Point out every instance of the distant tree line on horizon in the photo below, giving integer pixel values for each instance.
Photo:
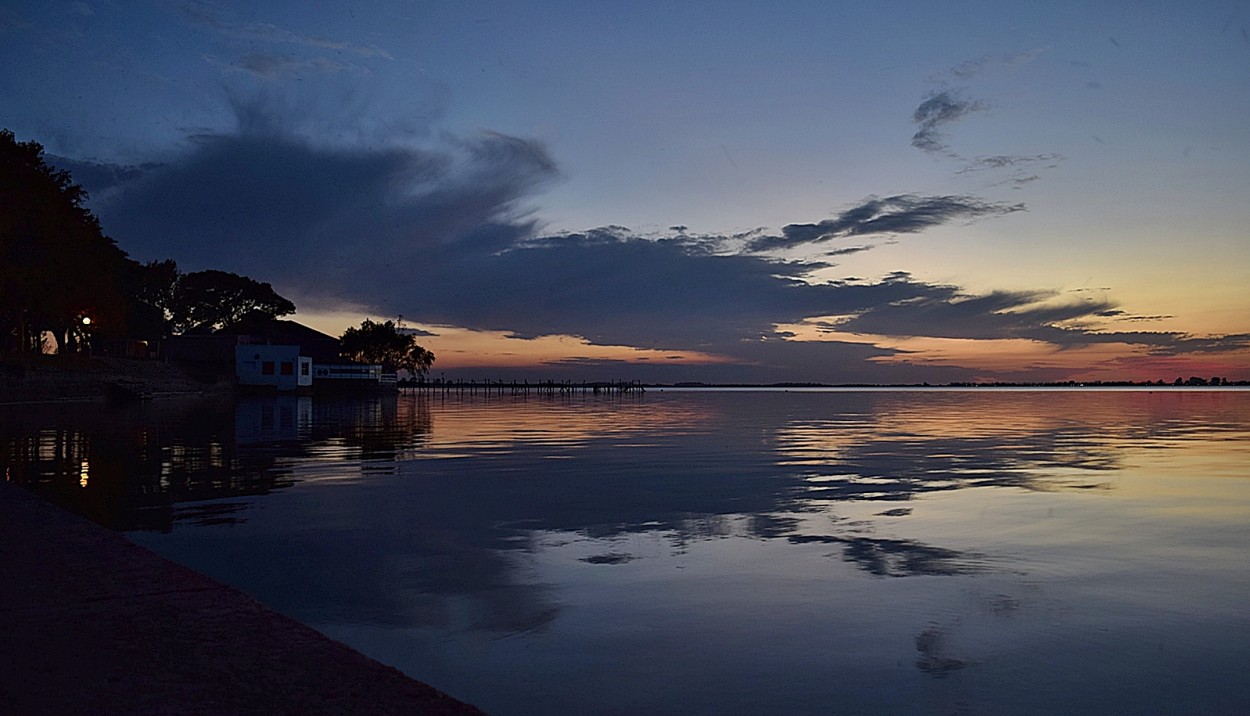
(63, 276)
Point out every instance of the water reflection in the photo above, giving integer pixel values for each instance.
(481, 542)
(141, 467)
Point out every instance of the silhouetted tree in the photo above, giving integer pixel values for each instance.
(149, 290)
(388, 345)
(211, 299)
(56, 266)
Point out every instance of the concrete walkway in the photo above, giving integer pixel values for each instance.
(94, 624)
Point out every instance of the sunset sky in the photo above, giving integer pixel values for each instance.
(683, 191)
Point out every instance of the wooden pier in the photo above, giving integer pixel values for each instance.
(524, 387)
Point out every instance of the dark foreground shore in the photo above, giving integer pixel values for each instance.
(94, 624)
(53, 379)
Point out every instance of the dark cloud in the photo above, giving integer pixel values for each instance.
(443, 234)
(270, 65)
(936, 111)
(900, 214)
(1011, 161)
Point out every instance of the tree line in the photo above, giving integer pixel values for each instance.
(61, 275)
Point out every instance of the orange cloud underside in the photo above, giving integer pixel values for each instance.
(1095, 361)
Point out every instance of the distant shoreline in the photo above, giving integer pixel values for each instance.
(1065, 385)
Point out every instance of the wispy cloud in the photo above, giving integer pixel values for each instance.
(976, 66)
(211, 19)
(936, 111)
(899, 214)
(271, 65)
(444, 234)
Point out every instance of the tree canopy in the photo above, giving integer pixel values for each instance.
(56, 266)
(60, 274)
(388, 345)
(213, 299)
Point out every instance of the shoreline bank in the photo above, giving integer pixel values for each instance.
(96, 624)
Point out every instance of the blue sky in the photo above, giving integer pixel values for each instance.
(853, 191)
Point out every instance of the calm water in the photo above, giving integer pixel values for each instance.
(713, 552)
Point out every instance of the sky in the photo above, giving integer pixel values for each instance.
(681, 191)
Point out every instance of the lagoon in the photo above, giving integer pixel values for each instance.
(701, 551)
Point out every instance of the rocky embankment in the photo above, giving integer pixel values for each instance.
(99, 379)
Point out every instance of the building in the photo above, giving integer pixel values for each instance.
(278, 366)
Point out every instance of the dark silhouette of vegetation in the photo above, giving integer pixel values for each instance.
(388, 345)
(61, 275)
(209, 300)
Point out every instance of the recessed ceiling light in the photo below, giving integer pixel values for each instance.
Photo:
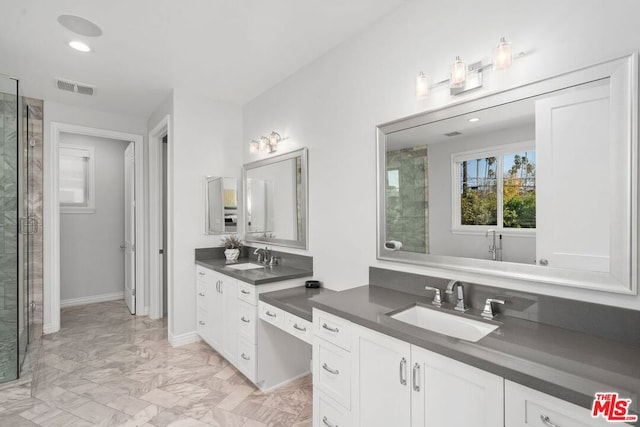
(80, 25)
(79, 46)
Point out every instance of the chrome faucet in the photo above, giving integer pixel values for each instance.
(437, 300)
(460, 306)
(263, 255)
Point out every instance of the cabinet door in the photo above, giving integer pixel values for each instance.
(216, 315)
(448, 393)
(381, 372)
(229, 308)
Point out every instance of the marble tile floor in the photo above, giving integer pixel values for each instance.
(108, 368)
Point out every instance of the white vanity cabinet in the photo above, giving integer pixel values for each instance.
(525, 407)
(399, 384)
(228, 320)
(217, 311)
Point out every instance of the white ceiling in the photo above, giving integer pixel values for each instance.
(227, 50)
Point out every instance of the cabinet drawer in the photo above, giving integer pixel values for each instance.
(271, 314)
(527, 407)
(247, 293)
(246, 360)
(298, 327)
(332, 371)
(333, 329)
(327, 413)
(246, 321)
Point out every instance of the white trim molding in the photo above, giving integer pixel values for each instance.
(52, 301)
(184, 339)
(91, 299)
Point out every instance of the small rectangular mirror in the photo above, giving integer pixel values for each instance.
(276, 200)
(221, 205)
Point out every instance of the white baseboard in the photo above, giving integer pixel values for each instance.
(48, 328)
(91, 299)
(184, 339)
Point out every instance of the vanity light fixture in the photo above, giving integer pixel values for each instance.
(265, 144)
(458, 75)
(463, 78)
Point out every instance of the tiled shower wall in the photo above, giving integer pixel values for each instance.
(408, 205)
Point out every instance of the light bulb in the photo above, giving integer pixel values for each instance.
(458, 73)
(502, 55)
(422, 85)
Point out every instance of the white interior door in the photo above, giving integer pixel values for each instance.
(129, 229)
(575, 175)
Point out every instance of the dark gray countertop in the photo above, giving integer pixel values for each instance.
(569, 365)
(296, 300)
(256, 276)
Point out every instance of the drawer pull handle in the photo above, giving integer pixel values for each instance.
(330, 329)
(328, 369)
(326, 422)
(416, 377)
(403, 371)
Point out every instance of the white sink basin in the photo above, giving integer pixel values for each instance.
(244, 266)
(445, 323)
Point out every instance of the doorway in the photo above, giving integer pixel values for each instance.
(53, 219)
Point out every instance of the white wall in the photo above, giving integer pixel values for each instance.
(205, 140)
(91, 261)
(56, 112)
(333, 105)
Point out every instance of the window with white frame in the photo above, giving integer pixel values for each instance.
(76, 179)
(495, 188)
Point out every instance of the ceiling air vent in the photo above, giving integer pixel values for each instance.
(454, 133)
(81, 88)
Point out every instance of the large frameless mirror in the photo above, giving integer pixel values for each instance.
(275, 192)
(536, 183)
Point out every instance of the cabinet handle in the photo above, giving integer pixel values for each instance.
(334, 330)
(416, 377)
(328, 369)
(403, 371)
(326, 422)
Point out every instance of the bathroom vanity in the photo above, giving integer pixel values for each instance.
(228, 316)
(373, 370)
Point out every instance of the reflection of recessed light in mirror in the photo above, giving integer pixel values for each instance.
(79, 46)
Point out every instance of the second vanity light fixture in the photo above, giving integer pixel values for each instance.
(462, 77)
(266, 144)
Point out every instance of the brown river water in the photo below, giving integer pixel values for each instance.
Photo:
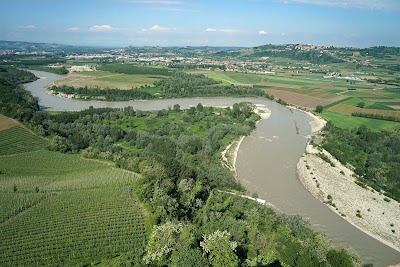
(266, 163)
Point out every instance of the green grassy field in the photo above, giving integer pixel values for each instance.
(106, 79)
(19, 140)
(61, 210)
(220, 76)
(350, 122)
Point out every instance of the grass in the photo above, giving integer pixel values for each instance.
(225, 79)
(350, 122)
(6, 123)
(61, 210)
(106, 79)
(244, 78)
(19, 140)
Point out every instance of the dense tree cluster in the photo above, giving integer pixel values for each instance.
(180, 84)
(375, 155)
(184, 186)
(15, 101)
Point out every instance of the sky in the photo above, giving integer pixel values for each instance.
(240, 23)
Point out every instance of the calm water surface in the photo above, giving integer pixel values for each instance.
(266, 163)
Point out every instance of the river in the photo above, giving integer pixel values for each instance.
(266, 163)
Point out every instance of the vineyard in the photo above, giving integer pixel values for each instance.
(6, 123)
(60, 209)
(19, 140)
(348, 110)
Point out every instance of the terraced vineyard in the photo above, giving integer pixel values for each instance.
(59, 209)
(19, 140)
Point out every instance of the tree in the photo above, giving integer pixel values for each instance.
(199, 107)
(162, 241)
(220, 249)
(319, 109)
(177, 108)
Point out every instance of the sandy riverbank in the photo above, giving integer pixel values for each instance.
(366, 209)
(229, 155)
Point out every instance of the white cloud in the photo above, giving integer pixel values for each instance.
(229, 30)
(158, 28)
(222, 30)
(101, 28)
(73, 29)
(27, 27)
(366, 4)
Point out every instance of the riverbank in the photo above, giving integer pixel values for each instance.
(334, 185)
(229, 155)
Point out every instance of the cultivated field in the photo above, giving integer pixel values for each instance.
(105, 79)
(6, 123)
(61, 209)
(18, 139)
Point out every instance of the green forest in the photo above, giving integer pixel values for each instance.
(183, 189)
(179, 85)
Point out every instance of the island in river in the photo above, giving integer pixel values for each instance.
(282, 120)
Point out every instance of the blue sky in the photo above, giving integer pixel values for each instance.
(359, 23)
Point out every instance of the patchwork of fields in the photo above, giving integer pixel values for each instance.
(339, 96)
(60, 209)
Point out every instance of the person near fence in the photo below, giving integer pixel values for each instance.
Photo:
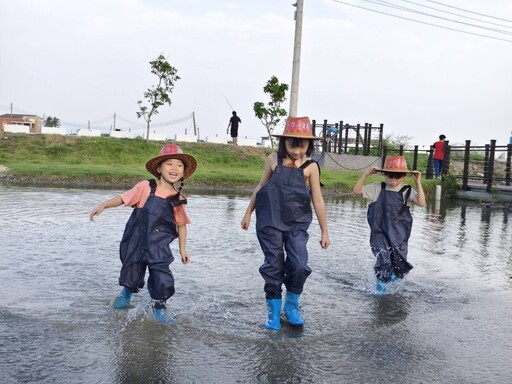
============
[Aim of the task]:
Go back to the records above and write them out exactly, without the pictures.

[Reply to the task]:
Point out every instance of the distant tree line on horizon in the photo below, giving integer pixel values for each instance.
Photo:
(63, 276)
Point out every instance of the water reflection in the photo above, giving integer pixel values for each instance.
(481, 542)
(141, 467)
Point out every instance of the silhouetted tree in the photo above, giving integer pixel values for each instance.
(149, 290)
(388, 345)
(211, 299)
(56, 266)
Point out every instance of the concrete walkway in the photo above, giving integer pixel values for each instance.
(94, 624)
Point out every instance of the sunset sky in the photo above, giving integer pixel values for each instance.
(683, 191)
Point out every instance of the wooden pier in the photo above, giving integer pixel values for each instance.
(524, 387)
Point out every instance of the dark foreground shore in the photo above, giving integer pixel values for each instance.
(94, 624)
(53, 379)
Point out every instance of the dark cloud in the photo above, giving integer pixel values for each instance.
(443, 234)
(270, 65)
(936, 111)
(900, 214)
(1011, 161)
Point out every instance of the tree line in the photo above, giving integer pixel values for each instance.
(61, 275)
Point out every instance of the orange cloud underside in the photo above, giving integer pixel values for each instance.
(1095, 361)
Point out every instance of the distant shoreline in the photo above, giving integer pixel values for each instance.
(1065, 385)
Point out every instance of the wispy cloud in the photo above, giving integer pixel values for each instance.
(976, 66)
(211, 19)
(936, 111)
(899, 214)
(271, 65)
(444, 234)
Point out every instance of the tree canopy in the photo above, giving integer pixel values for each instance.
(56, 266)
(60, 274)
(388, 345)
(213, 299)
Point out every instance of the shoreline bank in the photo above, giving integer pixel values for each instance.
(96, 624)
Point out every instance of the blue sky in the photo above, giving integer pixel values for each instance.
(853, 191)
Point out every instance of the calm water in the photo above, giving integer pixel values for each instance.
(713, 552)
Point out every instance of the sky in the photo above, giving integer pixel values for each instance.
(681, 191)
Point out every instance of the lagoon in the photo above, giving integer pixel values for each instance.
(701, 551)
Point out every instance of the rocky embankment in the photo above, giving integer pixel values for each instance.
(99, 379)
Point out every instance of the building in the photo above, giving integer pixel values for each instance.
(278, 366)
Point out every instance of the dark silhouette of vegetation in the photo above, giving integer pixel values for each instance.
(388, 345)
(61, 275)
(209, 300)
Point out every instance of the recessed ceiling light in the photo below, giving integer pixel values for each instance.
Photo:
(80, 25)
(79, 46)
Point out every instance of the chrome faucet in the photo above, giving integer pixel values for each instance.
(437, 300)
(460, 306)
(263, 255)
Point out every instance of the cabinet door in the photo above, giving integer pixel values for each instance.
(216, 315)
(448, 393)
(381, 372)
(229, 308)
Point out every instance of the marble tile floor in the photo above, giving integer pixel values for each instance.
(108, 368)
Point out every instance of the white vanity cabinet in the photo above, giving integer pixel values for each instance.
(525, 407)
(399, 384)
(228, 320)
(217, 311)
Point out every instance of the white ceiling in the photo above, giving integer pixel values for each instance.
(227, 50)
Point out every instance of the cabinet drawer in the photo above, giving integer pixel values for each instance.
(271, 314)
(527, 407)
(247, 293)
(246, 360)
(298, 327)
(332, 371)
(333, 329)
(327, 413)
(246, 321)
Point out every instance of the white trim molding in the photo above, giving integer pixel values for each instance.
(52, 301)
(184, 339)
(91, 299)
Point out every instance of the small rectangular mirror in the photo above, giving integer pixel values for each instance.
(276, 200)
(221, 205)
Point out every instance of the white baseboard in the photo above, giving integer pixel values for each instance.
(48, 328)
(91, 299)
(184, 339)
Point out every instance of the vanity light fixture in the photo above, giving integer pixel values for each instance.
(265, 144)
(458, 75)
(463, 78)
Point out every instance of the tiled shower wall in the photo above, giving integer pixel values for each instance.
(408, 205)
Point out every instance of the light bulb in the photo above, giving integer pixel values for each instance.
(458, 73)
(502, 55)
(422, 85)
Point out every instance of the white interior door in the photo above, giving integer pixel values for each instance.
(129, 229)
(575, 175)
Point out every instance of the dark gray countertop in the photo above, giving integer pixel values for each instance.
(569, 365)
(296, 300)
(256, 276)
Point out every instance of the drawer pull handle in the photo above, giving integer pixel values for each instance.
(330, 329)
(328, 369)
(326, 422)
(416, 377)
(403, 371)
Point out every instance of the white sink basin in the photo above, giving integer pixel values for each instance.
(244, 266)
(445, 323)
Point out every instance of the doorway in the photo above, giving integer pixel values for each instance.
(53, 219)
Point out every instance of the white wall in the photo above, giving integer pixel values for each instance.
(205, 140)
(91, 261)
(56, 112)
(333, 105)
Point out every instance of the window with white frame in the photo above, giving integer pixel values for each instance.
(76, 179)
(495, 188)
Point out every instance of the ceiling air vent in the photo above, giving integer pixel values for each instance.
(454, 133)
(81, 88)
Point out every instance of the large frameless mirror in the photo above, giving integer pixel values for each instance.
(275, 192)
(536, 183)
Point out every instance of the cabinet handle in the photo above, giving integer pixel values for each instance.
(334, 330)
(416, 377)
(328, 369)
(403, 371)
(326, 422)
Point out every instance of the bathroom vanity in the photo above, giving integer pixel values for each instance.
(228, 316)
(373, 370)
Point out every instance of the reflection of recessed light in mirror in the photo above, giving integer pixel values for each instance.
(79, 46)
Point out every instance of the second vanity light fixture in the photo above, giving integer pixel values for each instance.
(462, 77)
(266, 144)
Point out every instance of the brown river water in the photo below, giving integer pixel values for each instance.
Photo:
(266, 163)
Point out every instance of the green grassy field in the photo above, giving integer pixel values for each instance.
(106, 79)
(19, 140)
(61, 210)
(220, 76)
(350, 122)
Point out every instance of the grass in the photo above, giving integer pixel values for each instance.
(225, 79)
(350, 122)
(6, 123)
(61, 210)
(106, 79)
(244, 78)
(19, 140)
Point out every instance of the dense tree cluster in the photo above, giving integer pixel values for each instance.
(180, 84)
(375, 155)
(184, 186)
(15, 101)
Point out every instance of the sky in the photo above, giving integer pixel values for each instance.
(240, 23)
Point out every instance of the calm water surface in the photo above, giving integer pixel values for each instance.
(266, 163)
Point out every instance of the river in the photo above, giving integer pixel values for each instance.
(266, 163)
Point out every instance of the vineyard in the photo above, giving integer pixel values for each instance.
(6, 123)
(60, 209)
(19, 140)
(348, 110)
Point out every instance of the terraced vineyard in the photo above, giving integer pixel values for each instance.
(59, 209)
(19, 140)
Point out every instance of the tree in the photo above, giving integer pixel values for each instance.
(199, 107)
(162, 241)
(220, 249)
(319, 109)
(177, 108)
Point out every instance of the sandy riverbank in the photo above, giving integer pixel values for each instance.
(366, 209)
(229, 155)
Point out every instance of the white cloud in the photo above, giving integer pixel values for each instance.
(229, 30)
(158, 28)
(222, 30)
(101, 28)
(73, 29)
(27, 27)
(366, 4)
Point out every instance of the riverbank in the photo above, giving integer pixel values for each instance.
(334, 185)
(229, 155)
Point out every instance of the cultivated field in the photo above, giving integer pixel values for each instance.
(105, 79)
(6, 123)
(61, 209)
(18, 139)
Point out every instance of the green forest in the photo above, giving integer pixel values for each instance.
(183, 189)
(179, 85)
Point out every instance of the island in river in the photo above, giving integer pixel values for each instance.
(282, 120)
Point out every instance of the blue sky in the photo above, giving integer pixel values for each instance.
(359, 23)
Point out every instance of the patchwork of fields in the photo above, giving integer pixel values for each instance.
(339, 96)
(60, 209)
Point out every instance of the person near fence in the photo below, giving integer pixel values for each instance.
Photo:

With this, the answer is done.